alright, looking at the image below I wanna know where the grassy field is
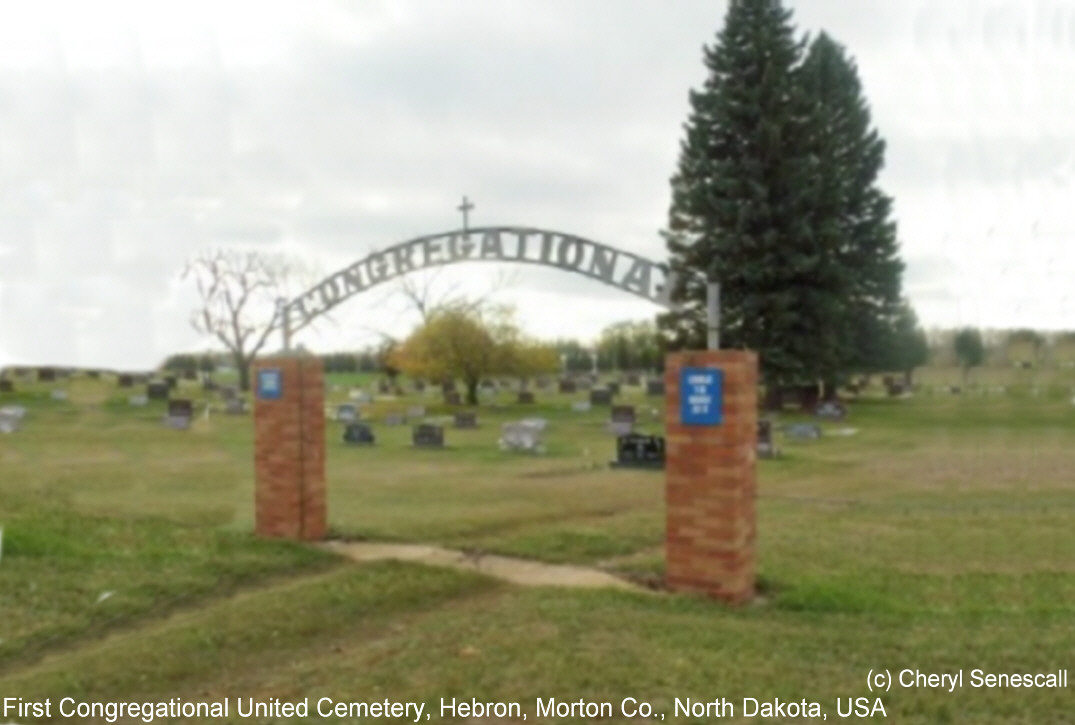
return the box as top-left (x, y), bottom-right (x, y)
top-left (1, 369), bottom-right (1073, 722)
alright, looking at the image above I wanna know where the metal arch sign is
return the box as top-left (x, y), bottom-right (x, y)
top-left (281, 226), bottom-right (681, 332)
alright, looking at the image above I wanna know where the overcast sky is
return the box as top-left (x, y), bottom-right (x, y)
top-left (1, 0), bottom-right (1073, 369)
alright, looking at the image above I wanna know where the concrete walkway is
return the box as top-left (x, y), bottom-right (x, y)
top-left (322, 540), bottom-right (647, 593)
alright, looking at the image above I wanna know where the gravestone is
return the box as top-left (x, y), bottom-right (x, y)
top-left (885, 382), bottom-right (905, 397)
top-left (611, 433), bottom-right (665, 469)
top-left (406, 405), bottom-right (426, 420)
top-left (50, 389), bottom-right (68, 401)
top-left (608, 405), bottom-right (636, 435)
top-left (0, 405), bottom-right (26, 434)
top-left (571, 400), bottom-right (592, 412)
top-left (0, 380), bottom-right (13, 393)
top-left (336, 404), bottom-right (359, 422)
top-left (163, 375), bottom-right (178, 390)
top-left (607, 381), bottom-right (621, 396)
top-left (536, 377), bottom-right (551, 390)
top-left (558, 379), bottom-right (577, 394)
top-left (784, 423), bottom-right (822, 440)
top-left (412, 423), bottom-right (444, 448)
top-left (220, 386), bottom-right (238, 400)
top-left (128, 395), bottom-right (148, 407)
top-left (38, 367), bottom-right (56, 382)
top-left (757, 420), bottom-right (777, 459)
top-left (202, 377), bottom-right (218, 392)
top-left (499, 419), bottom-right (546, 452)
top-left (117, 374), bottom-right (134, 388)
top-left (626, 373), bottom-right (641, 386)
top-left (949, 385), bottom-right (962, 395)
top-left (454, 411), bottom-right (478, 429)
top-left (413, 380), bottom-right (426, 392)
top-left (444, 391), bottom-right (462, 406)
top-left (349, 389), bottom-right (373, 404)
top-left (517, 391), bottom-right (535, 404)
top-left (225, 398), bottom-right (247, 415)
top-left (441, 381), bottom-right (456, 393)
top-left (814, 400), bottom-right (847, 420)
top-left (343, 421), bottom-right (375, 446)
top-left (182, 369), bottom-right (198, 381)
top-left (163, 399), bottom-right (193, 430)
top-left (384, 412), bottom-right (405, 426)
top-left (589, 388), bottom-right (612, 406)
top-left (0, 412), bottom-right (20, 434)
top-left (147, 382), bottom-right (169, 400)
top-left (646, 380), bottom-right (664, 396)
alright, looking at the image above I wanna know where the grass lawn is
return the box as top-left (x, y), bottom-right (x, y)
top-left (1, 370), bottom-right (1073, 722)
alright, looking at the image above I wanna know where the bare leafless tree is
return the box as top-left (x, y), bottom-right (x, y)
top-left (184, 250), bottom-right (312, 391)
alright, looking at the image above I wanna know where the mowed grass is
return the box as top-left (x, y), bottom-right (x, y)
top-left (1, 370), bottom-right (1074, 722)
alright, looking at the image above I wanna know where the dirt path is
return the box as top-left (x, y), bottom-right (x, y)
top-left (322, 541), bottom-right (649, 593)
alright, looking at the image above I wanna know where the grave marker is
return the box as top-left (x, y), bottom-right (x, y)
top-left (590, 388), bottom-right (612, 406)
top-left (611, 433), bottom-right (665, 469)
top-left (343, 421), bottom-right (375, 445)
top-left (454, 411), bottom-right (478, 429)
top-left (413, 423), bottom-right (445, 448)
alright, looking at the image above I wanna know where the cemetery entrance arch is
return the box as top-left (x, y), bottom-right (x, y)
top-left (252, 226), bottom-right (757, 603)
top-left (277, 226), bottom-right (682, 346)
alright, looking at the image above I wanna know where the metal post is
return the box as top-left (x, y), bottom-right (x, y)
top-left (277, 298), bottom-right (291, 353)
top-left (706, 282), bottom-right (720, 350)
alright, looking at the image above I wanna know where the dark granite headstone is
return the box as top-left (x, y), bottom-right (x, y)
top-left (413, 423), bottom-right (444, 448)
top-left (343, 422), bottom-right (375, 445)
top-left (444, 391), bottom-right (462, 406)
top-left (38, 368), bottom-right (56, 382)
top-left (163, 398), bottom-right (193, 429)
top-left (517, 391), bottom-right (535, 404)
top-left (168, 399), bottom-right (194, 419)
top-left (0, 380), bottom-right (13, 393)
top-left (413, 380), bottom-right (426, 392)
top-left (757, 420), bottom-right (777, 459)
top-left (454, 411), bottom-right (478, 429)
top-left (117, 374), bottom-right (134, 388)
top-left (612, 434), bottom-right (665, 469)
top-left (646, 379), bottom-right (665, 396)
top-left (610, 405), bottom-right (636, 424)
top-left (626, 373), bottom-right (641, 386)
top-left (147, 382), bottom-right (169, 400)
top-left (590, 388), bottom-right (612, 406)
top-left (886, 382), bottom-right (905, 396)
top-left (163, 375), bottom-right (178, 390)
top-left (607, 381), bottom-right (620, 396)
top-left (182, 369), bottom-right (198, 381)
top-left (559, 379), bottom-right (577, 394)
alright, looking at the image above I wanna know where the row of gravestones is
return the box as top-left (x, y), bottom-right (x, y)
top-left (342, 418), bottom-right (546, 451)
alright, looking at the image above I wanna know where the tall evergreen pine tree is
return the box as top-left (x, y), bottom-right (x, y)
top-left (797, 33), bottom-right (903, 391)
top-left (662, 0), bottom-right (829, 388)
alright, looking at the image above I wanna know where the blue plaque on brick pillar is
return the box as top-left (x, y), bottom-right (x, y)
top-left (680, 367), bottom-right (723, 425)
top-left (257, 368), bottom-right (283, 400)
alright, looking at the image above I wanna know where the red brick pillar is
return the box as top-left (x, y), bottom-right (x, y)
top-left (665, 350), bottom-right (758, 603)
top-left (252, 355), bottom-right (326, 540)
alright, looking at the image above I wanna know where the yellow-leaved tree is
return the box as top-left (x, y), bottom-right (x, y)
top-left (389, 305), bottom-right (558, 405)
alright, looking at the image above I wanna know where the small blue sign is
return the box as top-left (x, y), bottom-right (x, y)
top-left (257, 368), bottom-right (283, 400)
top-left (680, 367), bottom-right (723, 425)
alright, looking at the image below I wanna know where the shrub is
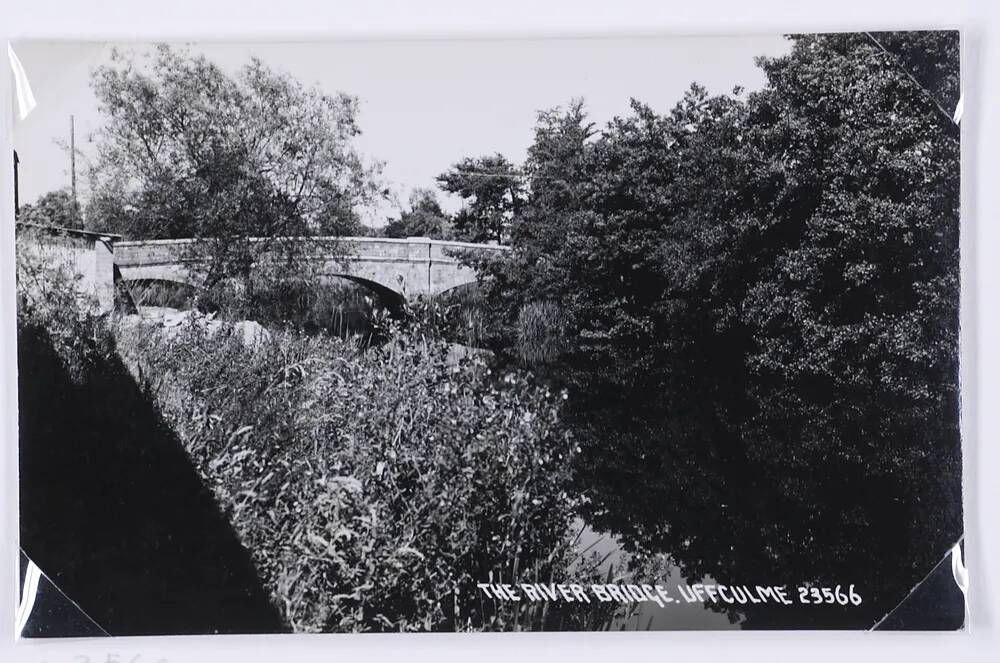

◇ ◇ ◇ ◇ ◇ ◇ ◇

About this task: Copy the whole listing exactly, excluding the pictures in it.

Response box:
alright, looking at the image below I wanna know where the grassy field is
return the box as top-left (x, y), bottom-right (x, y)
top-left (1, 369), bottom-right (1073, 722)
alright, looking at the image above I wanna know where the metal arch sign is
return the box as top-left (x, y), bottom-right (x, y)
top-left (281, 226), bottom-right (681, 332)
alright, looking at the image above I wanna know where the overcast sky is
return the box as top-left (x, y), bottom-right (x, y)
top-left (1, 0), bottom-right (1073, 369)
alright, looking at the image above I wanna know where the concrete walkway is
return the box as top-left (x, y), bottom-right (x, y)
top-left (322, 540), bottom-right (647, 593)
alright, looking at the image above I wanna know where the gravestone is
return the box as top-left (x, y), bottom-right (x, y)
top-left (885, 382), bottom-right (905, 397)
top-left (611, 433), bottom-right (665, 469)
top-left (406, 405), bottom-right (426, 420)
top-left (50, 389), bottom-right (68, 401)
top-left (608, 405), bottom-right (636, 435)
top-left (0, 405), bottom-right (26, 434)
top-left (571, 400), bottom-right (592, 412)
top-left (0, 380), bottom-right (13, 393)
top-left (336, 404), bottom-right (359, 422)
top-left (163, 375), bottom-right (178, 390)
top-left (607, 381), bottom-right (621, 396)
top-left (536, 377), bottom-right (551, 390)
top-left (558, 379), bottom-right (577, 394)
top-left (784, 423), bottom-right (822, 440)
top-left (412, 423), bottom-right (444, 448)
top-left (220, 386), bottom-right (238, 400)
top-left (128, 395), bottom-right (148, 407)
top-left (38, 367), bottom-right (56, 382)
top-left (757, 420), bottom-right (777, 459)
top-left (202, 377), bottom-right (218, 392)
top-left (499, 419), bottom-right (546, 452)
top-left (117, 374), bottom-right (134, 388)
top-left (626, 373), bottom-right (641, 386)
top-left (949, 385), bottom-right (962, 395)
top-left (454, 411), bottom-right (478, 429)
top-left (413, 380), bottom-right (426, 392)
top-left (444, 391), bottom-right (462, 406)
top-left (349, 389), bottom-right (373, 404)
top-left (517, 391), bottom-right (535, 404)
top-left (225, 398), bottom-right (247, 415)
top-left (441, 381), bottom-right (456, 393)
top-left (814, 400), bottom-right (847, 420)
top-left (343, 421), bottom-right (375, 446)
top-left (182, 369), bottom-right (198, 381)
top-left (163, 399), bottom-right (193, 430)
top-left (384, 412), bottom-right (405, 426)
top-left (589, 388), bottom-right (612, 406)
top-left (0, 412), bottom-right (20, 434)
top-left (147, 382), bottom-right (169, 400)
top-left (646, 380), bottom-right (664, 396)
alright, looking at the image above I wanna know where the grass lawn is
return the box as top-left (x, y), bottom-right (x, y)
top-left (1, 370), bottom-right (1073, 722)
alright, looking at the image above I wanna know where the bare leafless tree is
return the box as top-left (x, y), bottom-right (x, y)
top-left (184, 250), bottom-right (312, 391)
alright, looking at the image above I wanna know where the mowed grass is
return the box as top-left (x, y), bottom-right (x, y)
top-left (1, 370), bottom-right (1074, 722)
alright, looking at the image above I wanna know where the dirt path is
return the box as top-left (x, y), bottom-right (x, y)
top-left (322, 541), bottom-right (649, 593)
alright, looking at the image above I wanna know where the grave marker is
return the box as top-left (x, y), bottom-right (x, y)
top-left (590, 388), bottom-right (612, 406)
top-left (611, 433), bottom-right (665, 469)
top-left (343, 421), bottom-right (375, 445)
top-left (454, 411), bottom-right (478, 429)
top-left (413, 423), bottom-right (445, 448)
alright, looking at the image above I wanna know where the cemetery entrance arch is
return the box as top-left (x, y), bottom-right (x, y)
top-left (252, 226), bottom-right (757, 603)
top-left (277, 226), bottom-right (682, 346)
alright, looking at the image above I wanna know where the metal post is
return the box as top-left (x, y), bottom-right (x, y)
top-left (277, 298), bottom-right (291, 353)
top-left (706, 282), bottom-right (720, 350)
alright, looking at the image above I wanna know where the dark granite headstone is
return the box as top-left (x, y), bottom-right (x, y)
top-left (413, 423), bottom-right (444, 448)
top-left (343, 422), bottom-right (375, 445)
top-left (444, 391), bottom-right (462, 406)
top-left (38, 368), bottom-right (56, 382)
top-left (163, 398), bottom-right (193, 429)
top-left (517, 391), bottom-right (535, 404)
top-left (168, 399), bottom-right (194, 419)
top-left (0, 380), bottom-right (13, 393)
top-left (413, 380), bottom-right (426, 392)
top-left (757, 420), bottom-right (777, 459)
top-left (454, 411), bottom-right (478, 429)
top-left (117, 374), bottom-right (134, 388)
top-left (612, 434), bottom-right (665, 469)
top-left (646, 379), bottom-right (665, 396)
top-left (610, 405), bottom-right (636, 424)
top-left (626, 373), bottom-right (641, 386)
top-left (147, 382), bottom-right (169, 400)
top-left (590, 388), bottom-right (612, 406)
top-left (886, 382), bottom-right (905, 396)
top-left (163, 375), bottom-right (178, 390)
top-left (607, 381), bottom-right (620, 396)
top-left (182, 369), bottom-right (198, 381)
top-left (559, 379), bottom-right (577, 394)
alright, looking at the image above I wanna know where the row of gravestones is
return the box as top-left (x, y), bottom-right (x, y)
top-left (342, 418), bottom-right (546, 451)
alright, looking at the image above I wanna know where the tall evergreen pine tree is
return the box as top-left (x, y), bottom-right (x, y)
top-left (797, 33), bottom-right (903, 391)
top-left (662, 0), bottom-right (829, 388)
alright, looking at the image above I wanna know where the blue plaque on brick pillar is
return the box as top-left (x, y), bottom-right (x, y)
top-left (680, 367), bottom-right (723, 425)
top-left (257, 368), bottom-right (283, 400)
alright, looking at the image above I wanna know where the red brick pillar is
return the box as top-left (x, y), bottom-right (x, y)
top-left (665, 350), bottom-right (758, 603)
top-left (252, 355), bottom-right (326, 540)
alright, looking at the image above I wanna know where the yellow-leaved tree is
return the box as top-left (x, y), bottom-right (x, y)
top-left (389, 305), bottom-right (558, 405)
alright, looking at the image above I wanna know where the small blue sign is
return the box as top-left (x, y), bottom-right (x, y)
top-left (257, 368), bottom-right (283, 400)
top-left (680, 367), bottom-right (723, 425)
alright, looking at the image below I wanna know where the shrub is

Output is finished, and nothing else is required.